WHAT TO DO: Instruction for the data below: set down exactly the lines from the line with "In this exercise you will find the bell tower window" to the line with "[(445, 336)]", inclusive, and no others.

[Saved data entries]

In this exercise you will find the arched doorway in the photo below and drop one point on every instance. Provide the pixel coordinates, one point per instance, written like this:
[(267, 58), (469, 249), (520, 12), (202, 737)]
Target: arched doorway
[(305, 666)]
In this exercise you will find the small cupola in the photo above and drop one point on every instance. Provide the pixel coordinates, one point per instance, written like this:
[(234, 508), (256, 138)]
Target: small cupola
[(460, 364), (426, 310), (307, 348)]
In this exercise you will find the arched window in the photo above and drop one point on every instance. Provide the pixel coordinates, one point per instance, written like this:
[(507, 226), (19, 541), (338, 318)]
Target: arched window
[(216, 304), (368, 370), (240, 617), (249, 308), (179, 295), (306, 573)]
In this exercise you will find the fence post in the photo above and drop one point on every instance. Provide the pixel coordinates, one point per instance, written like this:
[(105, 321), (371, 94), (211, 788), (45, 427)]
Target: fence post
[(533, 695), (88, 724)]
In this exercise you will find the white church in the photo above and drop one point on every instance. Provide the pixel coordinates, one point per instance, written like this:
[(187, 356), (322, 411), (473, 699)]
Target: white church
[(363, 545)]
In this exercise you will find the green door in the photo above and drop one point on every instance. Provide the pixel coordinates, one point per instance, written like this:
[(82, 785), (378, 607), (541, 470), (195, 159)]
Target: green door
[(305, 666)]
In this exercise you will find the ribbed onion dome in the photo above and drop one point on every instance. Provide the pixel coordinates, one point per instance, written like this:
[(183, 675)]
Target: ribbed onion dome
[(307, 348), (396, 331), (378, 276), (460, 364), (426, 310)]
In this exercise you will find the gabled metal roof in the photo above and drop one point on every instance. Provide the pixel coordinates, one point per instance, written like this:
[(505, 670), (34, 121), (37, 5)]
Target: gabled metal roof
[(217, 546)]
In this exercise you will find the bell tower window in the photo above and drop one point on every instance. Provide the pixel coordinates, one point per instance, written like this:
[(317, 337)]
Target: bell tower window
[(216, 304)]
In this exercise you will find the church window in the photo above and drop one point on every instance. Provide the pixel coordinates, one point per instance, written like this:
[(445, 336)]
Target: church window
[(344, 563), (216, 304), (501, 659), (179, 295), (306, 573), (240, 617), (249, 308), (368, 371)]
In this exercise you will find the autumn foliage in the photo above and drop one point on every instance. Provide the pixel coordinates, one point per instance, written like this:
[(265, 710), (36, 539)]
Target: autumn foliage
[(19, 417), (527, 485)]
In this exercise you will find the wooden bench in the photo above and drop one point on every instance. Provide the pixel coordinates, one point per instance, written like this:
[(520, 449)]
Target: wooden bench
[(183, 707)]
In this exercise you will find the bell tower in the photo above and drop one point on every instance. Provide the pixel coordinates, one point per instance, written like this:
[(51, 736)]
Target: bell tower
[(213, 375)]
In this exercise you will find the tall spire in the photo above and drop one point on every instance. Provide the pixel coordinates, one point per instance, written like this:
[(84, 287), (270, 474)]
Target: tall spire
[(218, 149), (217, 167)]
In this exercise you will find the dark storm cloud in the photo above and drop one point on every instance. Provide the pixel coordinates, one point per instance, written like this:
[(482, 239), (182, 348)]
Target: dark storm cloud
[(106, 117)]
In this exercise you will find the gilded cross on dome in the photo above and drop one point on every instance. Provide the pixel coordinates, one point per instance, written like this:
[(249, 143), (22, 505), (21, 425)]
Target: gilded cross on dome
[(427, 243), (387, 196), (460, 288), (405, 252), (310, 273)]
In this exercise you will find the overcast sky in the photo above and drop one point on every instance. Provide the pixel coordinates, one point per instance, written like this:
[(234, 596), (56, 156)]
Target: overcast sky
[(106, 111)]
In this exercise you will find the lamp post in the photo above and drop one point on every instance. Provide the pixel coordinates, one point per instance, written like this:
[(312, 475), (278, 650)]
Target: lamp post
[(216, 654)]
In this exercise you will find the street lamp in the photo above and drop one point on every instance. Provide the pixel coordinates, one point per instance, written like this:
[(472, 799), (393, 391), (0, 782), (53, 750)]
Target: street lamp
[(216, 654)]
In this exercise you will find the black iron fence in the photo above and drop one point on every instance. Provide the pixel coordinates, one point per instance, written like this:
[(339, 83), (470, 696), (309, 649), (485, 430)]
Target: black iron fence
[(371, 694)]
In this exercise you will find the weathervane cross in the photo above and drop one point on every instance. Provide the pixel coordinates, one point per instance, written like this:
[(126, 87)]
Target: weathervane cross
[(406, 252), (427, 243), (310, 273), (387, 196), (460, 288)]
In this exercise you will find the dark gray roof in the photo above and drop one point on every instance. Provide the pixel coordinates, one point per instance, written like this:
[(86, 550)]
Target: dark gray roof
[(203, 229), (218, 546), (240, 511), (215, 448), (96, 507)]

OUTPUT OF THE EXERCISE:
In this exercise you will find the bell tower window in the photo above and drop one point on every instance. Provide the pixel coordinates, one point per instance, written like this:
[(317, 337)]
Target: bell tower window
[(216, 304)]
In this exercise you will find the church window in the photo above and drop one point on every instance. Provide the pixel coordinates, one point per instance, written like this:
[(445, 336)]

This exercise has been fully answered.